## GIVEN EXERCISE:
Print verbatim the lines of the entries from the one containing "Check that every instance of the skyscraper" to the last, inclusive, and no others.

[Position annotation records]
============================================================

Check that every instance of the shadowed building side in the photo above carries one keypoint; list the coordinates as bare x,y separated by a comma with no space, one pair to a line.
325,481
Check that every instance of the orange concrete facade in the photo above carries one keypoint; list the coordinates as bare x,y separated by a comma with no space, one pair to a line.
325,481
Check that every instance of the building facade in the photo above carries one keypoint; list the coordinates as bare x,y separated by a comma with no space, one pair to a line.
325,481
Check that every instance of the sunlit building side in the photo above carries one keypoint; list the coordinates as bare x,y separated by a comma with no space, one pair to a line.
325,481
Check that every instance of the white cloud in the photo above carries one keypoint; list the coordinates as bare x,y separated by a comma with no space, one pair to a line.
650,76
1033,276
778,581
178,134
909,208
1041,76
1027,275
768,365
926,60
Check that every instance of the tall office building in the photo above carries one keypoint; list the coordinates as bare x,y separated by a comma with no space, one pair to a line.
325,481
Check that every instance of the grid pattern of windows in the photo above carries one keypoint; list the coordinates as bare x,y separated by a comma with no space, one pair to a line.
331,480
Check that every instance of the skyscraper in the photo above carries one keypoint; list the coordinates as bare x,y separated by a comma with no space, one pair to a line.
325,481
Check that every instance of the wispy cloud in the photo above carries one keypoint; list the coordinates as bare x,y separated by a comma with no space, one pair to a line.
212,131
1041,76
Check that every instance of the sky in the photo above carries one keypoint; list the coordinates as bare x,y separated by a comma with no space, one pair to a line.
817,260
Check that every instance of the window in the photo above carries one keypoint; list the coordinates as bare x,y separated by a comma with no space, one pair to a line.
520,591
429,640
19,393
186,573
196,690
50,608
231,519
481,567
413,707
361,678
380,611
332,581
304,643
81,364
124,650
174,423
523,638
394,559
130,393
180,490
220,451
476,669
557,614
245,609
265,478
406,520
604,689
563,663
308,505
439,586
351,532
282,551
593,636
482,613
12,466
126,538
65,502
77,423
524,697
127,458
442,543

============================================================

## WRITTEN REPLY:
Check that every instance of the skyscraper in the photo above carries one keypoint; list the coordinates as bare x,y separated by a comma with no space, one pair to a line.
325,481
Check that every instance of the wispy cloud in the photo above carries one keypoint; list the coordinates as bare x,y separated by a comma with no space, one pair to a line.
212,131
1041,76
Check that every instance of the sky in the photo above carries one keypoint; list the coordinates as bare x,y separated by a comma with no space, one pair to a line.
817,260
Check that every instance of the window in the photo above carries one keypoint; list the coordinates as bare x,y separated by a comma with no space, one pair to a line.
520,591
429,640
19,393
186,573
196,690
50,608
231,519
481,567
413,707
361,678
380,611
332,581
304,643
81,364
124,650
174,423
523,638
394,559
130,393
180,490
220,451
476,669
557,614
245,609
265,478
406,520
604,689
563,663
308,505
439,586
351,532
282,551
593,636
482,613
12,466
126,538
65,502
77,423
524,697
127,458
442,543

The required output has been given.